「環境と調和のとれた食料システムの確立のための環境負荷低減事業活動の促進等に関する法律」通称みどりの食料システム法が令和4年7月1日に施行されました。
この法律は簡単に言えば、農林水産省が主導する「みどりの食料システム戦略」を実現させるために作られた法律です。この戦略では、「食」に関わる人々が2030年、および2050年までに達成しなければならないミッションが策定されています。それを実効力のあるものにしているのがみどりの食料システム法ということです。
今回は、そんな国を挙げての大きな政策である、みどりの食料システム戦略において農業者が受ける影響についてまとめました。特に、加温設備を利用していることが多い施設園芸では大きな変革を求められることが予想されています。
これからどんな対応が必要になってくるか、について詳しく解説していきます。
みどりの食料システム戦略については、農林水産省の特設ページでも多くの資料を使って詳しく書かれているものの、あまりに膨大で重複するものもたくさんあるので、できるだけわかりやすく要点をしぼってまとめました。
なお、記事の作成にあたり農林水産省の大臣官房環境バイオマス政策課地球環境対策室の担当者、農産局農業環境対策課の有機農業推進班にヒアリングしています。
「みどりの食料システム」とは
” みどり ” = 環境にやさしい
” 食料システム ” = わたしたちの「食」は、調達・生産・加工・流通・消費の5つの段階に分かれていて、これを一つの大きな仕組みととらえたもの
農林水産省「みどりの食料システム法のポイント」から要約
上記のように定義されています。
つまり、みどりの食料システム戦略とは、環境への負荷の低減を図りながら食料の供給を持続的に行える食料システムを作り上げるためのものです。
関係してくるのは生産者、事業者、消費者
関係者のなかで事業者については、さまざまな業種にわたります。例えば、堆肥を作る事業者、肥料を製造する事業者、農林漁業に使う機械を作る事業者、農産物・水産物加工業者、食品卸売・食品小売業などです。ようするに、関係する事業者とは「食」に関わるすべての事業者ということになります。

_データ抜粋_.
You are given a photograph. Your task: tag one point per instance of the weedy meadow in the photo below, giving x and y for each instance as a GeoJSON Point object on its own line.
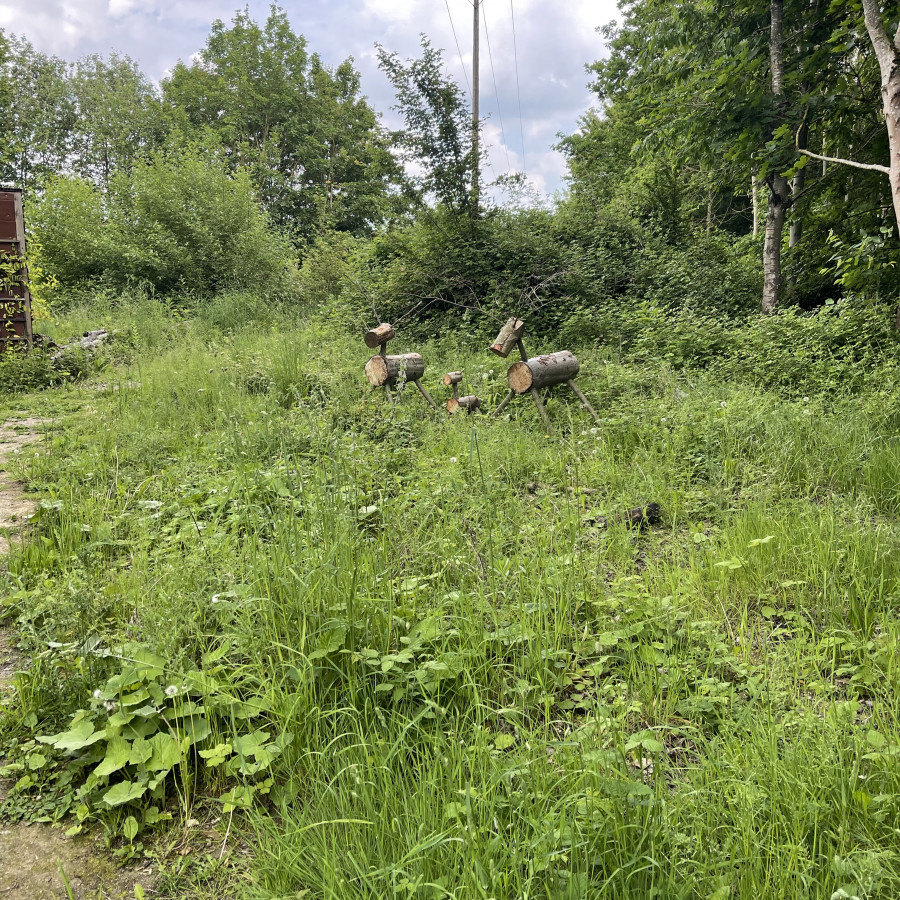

_作業一覧_.
(a) みどりの食料システム法を解説した出典の文章を、「今回は、そんな国を挙げての大」という語句を含む箇所から「要点をしぼってまとめました。」の直後まで、一字も変えずに書き写してください。
(b) みどりの食料システム法を解説した出典の文章から、「つまり、みどりの食料システム戦略とは、環境への負荷の低減を図りながら食料の供給を持続的に行える食料システムを作り上げるためのものです。」という一文を英語に訳してください。

_結果一覧_.
(a)
今回は、そんな国を挙げての大きな政策である、みどりの食料システム戦略において農業者が受ける影響についてまとめました。特に、加温設備を利用していることが多い施設園芸では大きな変革を求められることが予想されています。
これからどんな対応が必要になってくるか、について詳しく解説していきます。
みどりの食料システム戦略については、農林水産省の特設ページでも多くの資料を使って詳しく書かれているものの、あまりに膨大で重複するものもたくさんあるので、できるだけわかりやすく要点をしぼってまとめました。

(b) In other words, the Midori Food System Strategy is intended to build a food system that can supply food sustainably while reducing the burden on the environment.